#### Challenge
Would you restate all the data that follows, word for word?

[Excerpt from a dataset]
- - -

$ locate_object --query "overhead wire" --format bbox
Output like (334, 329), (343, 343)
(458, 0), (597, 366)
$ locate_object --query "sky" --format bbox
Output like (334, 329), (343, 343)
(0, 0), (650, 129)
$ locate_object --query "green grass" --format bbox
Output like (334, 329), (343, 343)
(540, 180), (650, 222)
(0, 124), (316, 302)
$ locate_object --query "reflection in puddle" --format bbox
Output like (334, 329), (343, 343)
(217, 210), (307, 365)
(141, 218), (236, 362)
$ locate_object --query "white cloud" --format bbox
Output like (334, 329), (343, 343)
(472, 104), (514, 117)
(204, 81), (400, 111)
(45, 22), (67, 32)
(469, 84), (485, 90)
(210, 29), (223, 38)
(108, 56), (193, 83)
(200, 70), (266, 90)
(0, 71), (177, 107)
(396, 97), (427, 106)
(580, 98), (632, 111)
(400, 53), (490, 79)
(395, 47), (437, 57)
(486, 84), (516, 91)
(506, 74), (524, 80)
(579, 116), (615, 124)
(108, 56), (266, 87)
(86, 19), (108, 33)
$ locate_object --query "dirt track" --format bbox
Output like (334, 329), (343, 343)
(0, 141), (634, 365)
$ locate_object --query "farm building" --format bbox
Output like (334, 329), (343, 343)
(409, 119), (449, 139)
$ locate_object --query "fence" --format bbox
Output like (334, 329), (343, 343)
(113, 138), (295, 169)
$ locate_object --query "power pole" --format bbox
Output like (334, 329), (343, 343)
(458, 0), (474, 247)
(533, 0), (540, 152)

- - -

#### Written reply
$ locate_object --query "overhead wire" --format bbox
Output like (334, 329), (343, 343)
(458, 0), (597, 366)
$ locate_object --query "sky" --format bbox
Output like (334, 329), (343, 343)
(0, 0), (650, 129)
$ locate_object --query "green grass" --format bbox
Output like (334, 329), (343, 343)
(540, 180), (650, 222)
(0, 124), (316, 302)
$ locate_object --query "reflection in puddle" --format bbox
Output like (334, 329), (343, 343)
(217, 210), (307, 365)
(141, 218), (236, 362)
$ locate_object --query "white cloud" --format bbox
Output like (334, 329), (343, 343)
(472, 104), (514, 117)
(204, 81), (400, 111)
(45, 22), (67, 32)
(469, 84), (485, 90)
(210, 29), (223, 38)
(108, 56), (193, 83)
(200, 70), (266, 90)
(0, 71), (177, 107)
(396, 97), (427, 106)
(580, 98), (632, 111)
(400, 53), (490, 79)
(395, 47), (437, 57)
(486, 84), (516, 91)
(506, 74), (524, 80)
(579, 116), (615, 124)
(108, 56), (266, 87)
(86, 19), (108, 33)
$ locate_object --query "dirt track" --format bbox
Output like (334, 329), (343, 343)
(0, 141), (634, 365)
$ locate_object --query "farm building" --format bbox
Output like (334, 329), (343, 343)
(409, 119), (449, 139)
$ locate_object --query "fence" --format bbox
Output like (334, 329), (343, 343)
(113, 138), (295, 169)
$ locate_object --query "power pole" --format bbox
Output like (334, 329), (343, 343)
(458, 0), (474, 247)
(533, 0), (540, 152)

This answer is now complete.